-- BEGIN The data --

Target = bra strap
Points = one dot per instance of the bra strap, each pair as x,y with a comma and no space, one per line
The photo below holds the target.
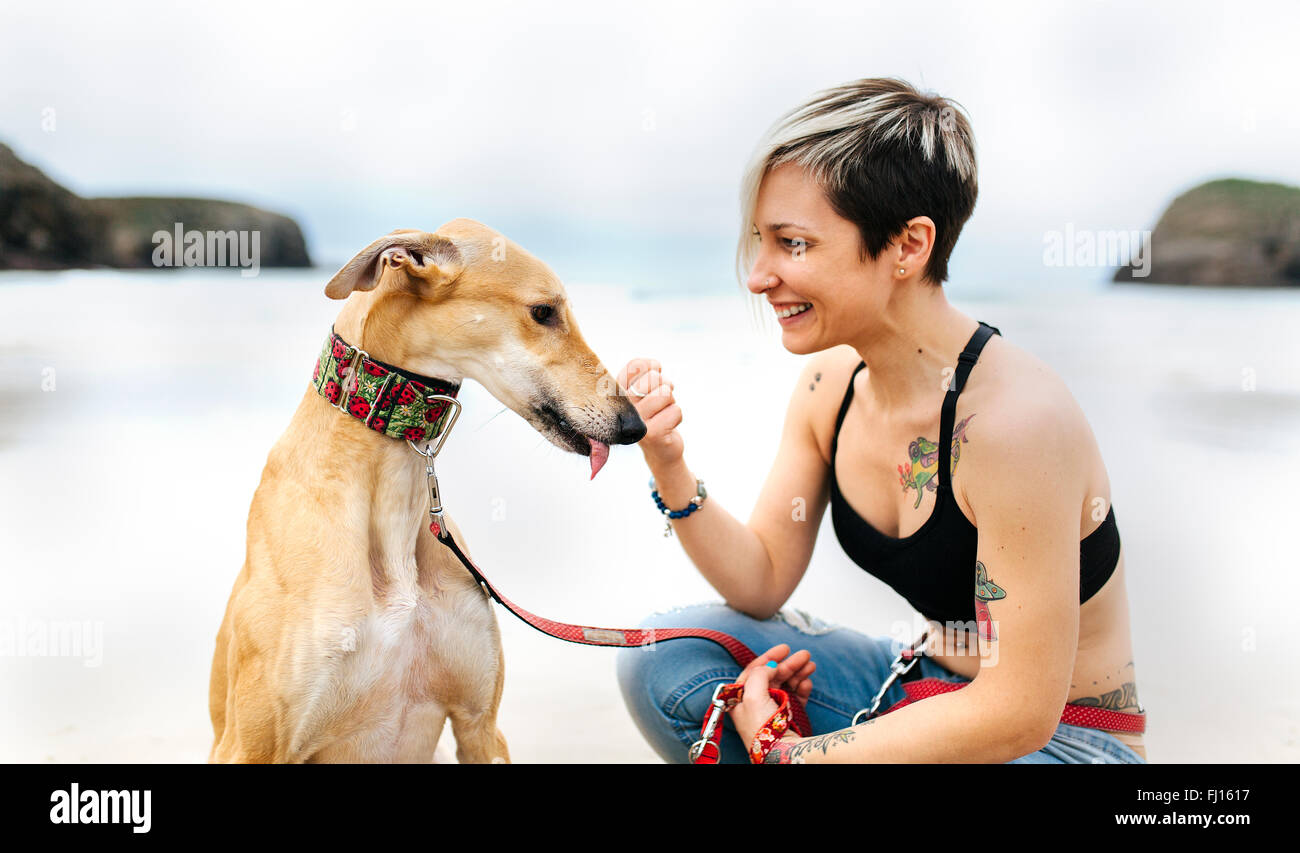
965,362
844,410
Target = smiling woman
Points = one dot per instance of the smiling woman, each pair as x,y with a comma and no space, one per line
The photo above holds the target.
850,209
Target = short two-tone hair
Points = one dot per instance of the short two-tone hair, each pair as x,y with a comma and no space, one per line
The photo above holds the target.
883,152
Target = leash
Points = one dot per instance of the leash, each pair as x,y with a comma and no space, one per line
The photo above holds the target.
917,689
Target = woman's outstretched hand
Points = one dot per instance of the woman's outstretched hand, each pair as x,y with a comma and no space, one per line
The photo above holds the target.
792,674
651,395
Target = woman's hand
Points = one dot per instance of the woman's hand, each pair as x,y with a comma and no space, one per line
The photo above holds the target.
791,674
651,395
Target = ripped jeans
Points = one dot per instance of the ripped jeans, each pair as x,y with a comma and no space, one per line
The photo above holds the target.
667,687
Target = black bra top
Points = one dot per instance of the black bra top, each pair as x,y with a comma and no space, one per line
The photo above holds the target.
934,568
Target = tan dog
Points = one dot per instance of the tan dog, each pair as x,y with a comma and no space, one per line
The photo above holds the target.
352,633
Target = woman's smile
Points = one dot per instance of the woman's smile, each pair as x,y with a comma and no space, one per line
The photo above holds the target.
792,314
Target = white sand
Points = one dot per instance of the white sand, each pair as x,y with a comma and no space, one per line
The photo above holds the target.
126,489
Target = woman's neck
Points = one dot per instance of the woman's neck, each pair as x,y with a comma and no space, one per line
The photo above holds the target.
909,346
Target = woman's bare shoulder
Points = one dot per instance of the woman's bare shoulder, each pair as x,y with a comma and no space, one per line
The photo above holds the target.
1023,410
1014,382
824,381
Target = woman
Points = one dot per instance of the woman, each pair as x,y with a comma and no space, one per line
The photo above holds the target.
850,209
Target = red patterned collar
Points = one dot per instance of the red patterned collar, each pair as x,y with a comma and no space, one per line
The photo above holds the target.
382,397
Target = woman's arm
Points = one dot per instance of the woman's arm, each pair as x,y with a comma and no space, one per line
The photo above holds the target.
754,566
1026,486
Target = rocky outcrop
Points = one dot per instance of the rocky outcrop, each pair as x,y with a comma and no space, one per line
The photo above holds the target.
1229,232
44,225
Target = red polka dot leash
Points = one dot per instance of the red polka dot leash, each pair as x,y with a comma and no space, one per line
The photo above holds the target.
917,689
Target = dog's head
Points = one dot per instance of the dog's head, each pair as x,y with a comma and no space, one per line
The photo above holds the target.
467,302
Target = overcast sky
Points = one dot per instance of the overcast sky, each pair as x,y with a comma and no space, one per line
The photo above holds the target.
610,139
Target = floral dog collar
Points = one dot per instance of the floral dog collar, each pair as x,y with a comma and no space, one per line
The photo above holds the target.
385,398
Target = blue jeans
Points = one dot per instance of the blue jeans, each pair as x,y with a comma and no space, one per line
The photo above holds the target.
667,687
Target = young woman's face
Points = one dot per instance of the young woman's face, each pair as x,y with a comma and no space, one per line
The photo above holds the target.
807,255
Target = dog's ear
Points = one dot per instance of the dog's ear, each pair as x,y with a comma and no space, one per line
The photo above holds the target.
416,258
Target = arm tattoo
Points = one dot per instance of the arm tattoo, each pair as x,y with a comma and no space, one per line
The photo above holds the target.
921,471
1118,700
793,752
986,590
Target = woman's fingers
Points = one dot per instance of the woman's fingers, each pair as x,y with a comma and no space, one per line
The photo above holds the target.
636,368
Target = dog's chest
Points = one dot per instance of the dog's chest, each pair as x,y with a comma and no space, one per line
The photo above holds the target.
417,649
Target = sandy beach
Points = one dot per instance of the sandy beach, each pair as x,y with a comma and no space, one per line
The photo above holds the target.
126,488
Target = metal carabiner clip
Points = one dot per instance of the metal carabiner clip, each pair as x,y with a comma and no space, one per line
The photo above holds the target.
896,669
710,727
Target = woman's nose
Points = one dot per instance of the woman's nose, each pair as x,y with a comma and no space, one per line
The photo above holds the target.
759,280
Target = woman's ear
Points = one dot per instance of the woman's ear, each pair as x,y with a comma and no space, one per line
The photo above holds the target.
416,258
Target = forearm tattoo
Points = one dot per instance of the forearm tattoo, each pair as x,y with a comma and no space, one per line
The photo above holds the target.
1118,700
986,590
792,752
921,471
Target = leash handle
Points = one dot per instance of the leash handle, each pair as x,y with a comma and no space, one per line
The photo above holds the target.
707,749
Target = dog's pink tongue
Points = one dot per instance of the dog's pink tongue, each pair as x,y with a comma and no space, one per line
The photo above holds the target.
599,453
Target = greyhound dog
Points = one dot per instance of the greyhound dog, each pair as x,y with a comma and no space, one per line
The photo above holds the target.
351,633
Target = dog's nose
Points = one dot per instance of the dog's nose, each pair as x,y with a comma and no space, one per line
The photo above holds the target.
631,427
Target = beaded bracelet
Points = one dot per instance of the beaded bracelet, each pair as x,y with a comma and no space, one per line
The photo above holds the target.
679,514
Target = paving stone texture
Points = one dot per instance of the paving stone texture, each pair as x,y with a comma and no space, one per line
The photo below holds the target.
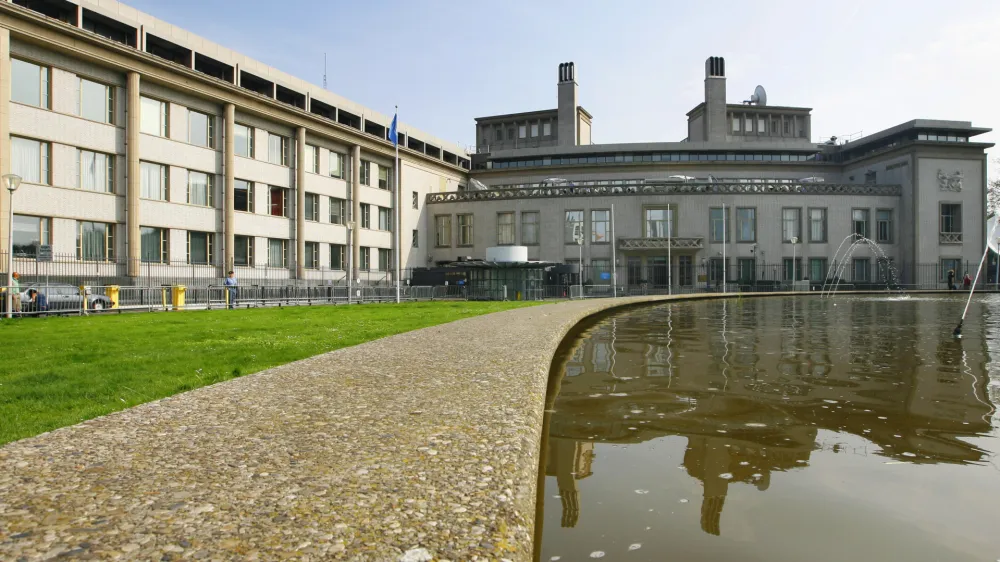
421,446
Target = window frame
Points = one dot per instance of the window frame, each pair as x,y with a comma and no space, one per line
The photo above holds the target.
44,83
109,179
506,232
109,101
209,124
739,225
466,231
209,186
163,114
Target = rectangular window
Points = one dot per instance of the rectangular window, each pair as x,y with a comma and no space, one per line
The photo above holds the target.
791,220
949,265
277,149
505,229
277,252
366,172
337,208
243,139
746,224
465,230
384,218
861,268
311,255
95,241
154,119
336,165
883,225
442,231
600,226
720,227
154,242
243,251
859,220
659,222
951,218
201,188
243,196
29,83
792,269
366,215
312,158
95,101
817,225
95,171
383,177
30,160
200,248
817,269
201,129
278,200
312,207
573,233
529,228
29,234
154,181
364,258
338,253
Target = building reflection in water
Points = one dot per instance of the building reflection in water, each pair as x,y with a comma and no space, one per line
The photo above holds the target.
750,384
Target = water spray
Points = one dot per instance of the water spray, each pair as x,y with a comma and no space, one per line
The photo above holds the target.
958,329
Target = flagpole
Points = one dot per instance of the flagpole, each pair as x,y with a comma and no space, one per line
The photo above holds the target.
399,212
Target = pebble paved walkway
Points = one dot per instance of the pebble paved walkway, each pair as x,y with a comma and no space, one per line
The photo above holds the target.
421,446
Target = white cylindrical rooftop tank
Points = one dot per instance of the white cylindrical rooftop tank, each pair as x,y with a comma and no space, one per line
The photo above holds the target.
507,253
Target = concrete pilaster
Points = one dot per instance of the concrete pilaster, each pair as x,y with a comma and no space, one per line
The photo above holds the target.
132,175
300,202
4,140
356,208
230,186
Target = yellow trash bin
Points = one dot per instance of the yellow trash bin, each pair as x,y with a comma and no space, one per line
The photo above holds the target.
177,294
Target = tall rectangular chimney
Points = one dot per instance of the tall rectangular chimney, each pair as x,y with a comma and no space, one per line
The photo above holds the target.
715,99
568,129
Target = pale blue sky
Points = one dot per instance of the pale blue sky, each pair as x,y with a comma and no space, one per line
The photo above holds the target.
861,65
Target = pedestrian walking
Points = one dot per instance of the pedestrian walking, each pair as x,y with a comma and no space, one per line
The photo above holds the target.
231,289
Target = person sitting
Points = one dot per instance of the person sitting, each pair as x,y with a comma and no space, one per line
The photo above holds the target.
37,302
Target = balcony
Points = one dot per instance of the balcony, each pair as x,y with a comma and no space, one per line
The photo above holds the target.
632,244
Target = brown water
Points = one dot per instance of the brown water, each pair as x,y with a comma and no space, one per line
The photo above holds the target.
778,429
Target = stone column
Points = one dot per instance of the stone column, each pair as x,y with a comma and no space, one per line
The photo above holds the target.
4,142
229,212
356,208
300,202
133,181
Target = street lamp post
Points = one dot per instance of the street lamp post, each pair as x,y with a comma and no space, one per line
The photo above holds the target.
795,240
11,182
350,259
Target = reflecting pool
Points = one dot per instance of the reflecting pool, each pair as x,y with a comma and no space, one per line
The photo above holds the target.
777,429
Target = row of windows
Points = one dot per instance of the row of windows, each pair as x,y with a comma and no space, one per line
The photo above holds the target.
31,85
660,222
657,157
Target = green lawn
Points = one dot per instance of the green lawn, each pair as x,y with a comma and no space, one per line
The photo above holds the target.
59,371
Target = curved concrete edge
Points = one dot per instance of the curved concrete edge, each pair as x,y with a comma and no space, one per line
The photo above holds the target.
424,445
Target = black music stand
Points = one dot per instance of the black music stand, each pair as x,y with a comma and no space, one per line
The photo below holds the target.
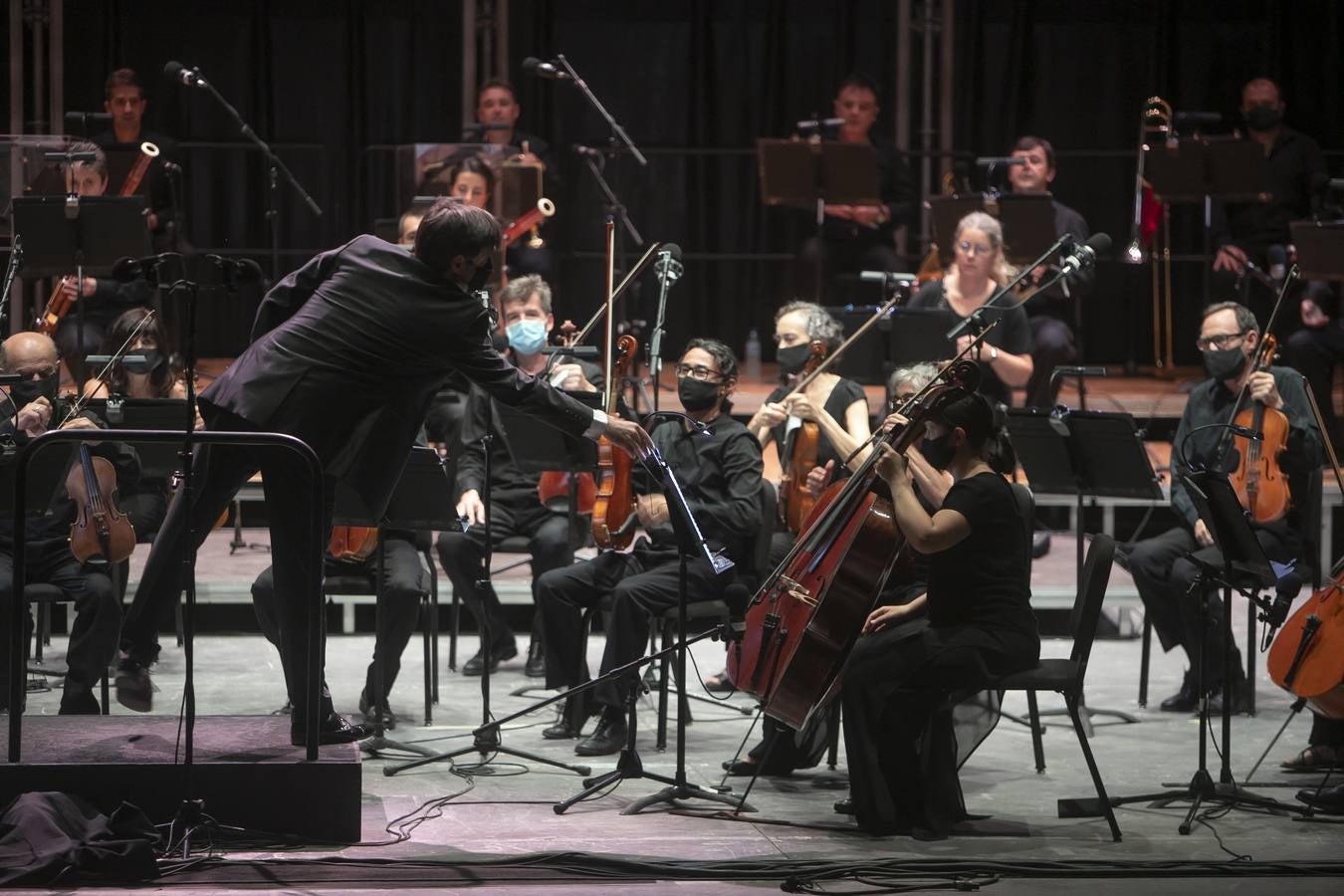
1244,568
809,175
422,500
1083,454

-- END The data --

What is required ▸
Retype, word for word, the lines from the one with "Target = person sitting" through the last line of the entries above, and only those lines. Leave pictures out.

Task solution ▸
Target = person sitting
Points = one dot per instance of the person sitting, each pair as x,y with a comma and no space, one per line
The photo above holds the target.
37,302
Target = balcony
Points = one dot per instance of the balcony, each pair as x,y with a comma and no space, one per line
The photo above holds the target.
632,244
Target = brown water
Points = one dot per instance of the brown water, each pair as x,y with a comma and no space, one per line
The photo above holds the target.
778,429
Target = stone column
Points = one dot per instance of the stone column, each pair as x,y with a comma and no space, one per line
The photo above holds the target.
4,142
229,212
356,208
300,202
133,181
Target = street lamp post
Points = one dot per instance of the street lamp post, each pair as x,y with a comma and no space, one per line
The photo above holds the target.
795,240
11,182
350,259
Target = reflecting pool
Points = one dot per instance of the reflecting pool, each pair as x,y with a comma and no space, one per line
The photo above holds the target.
777,429
Target = row of windows
Points = one dot per instance of the row of windows, each pair as x,y with a comma and no space, one per line
The photo above holds the target.
31,85
660,222
657,157
Target = green lawn
Points = one dot per instance of the green lawn, each pair as x,y with a comma and no space, one per line
The photo above holds the target.
59,371
Target = curved concrete edge
Points = one dot per instance of the curved concrete edge, each pair as x,y with a comma and no space, one per line
The photo above holds the target.
424,445
Target = black music stand
Points = one dot per instance of the black music stand, each pair as x,y with a comma and no space, one per line
The photo below holds the target.
1244,568
809,175
422,500
1083,454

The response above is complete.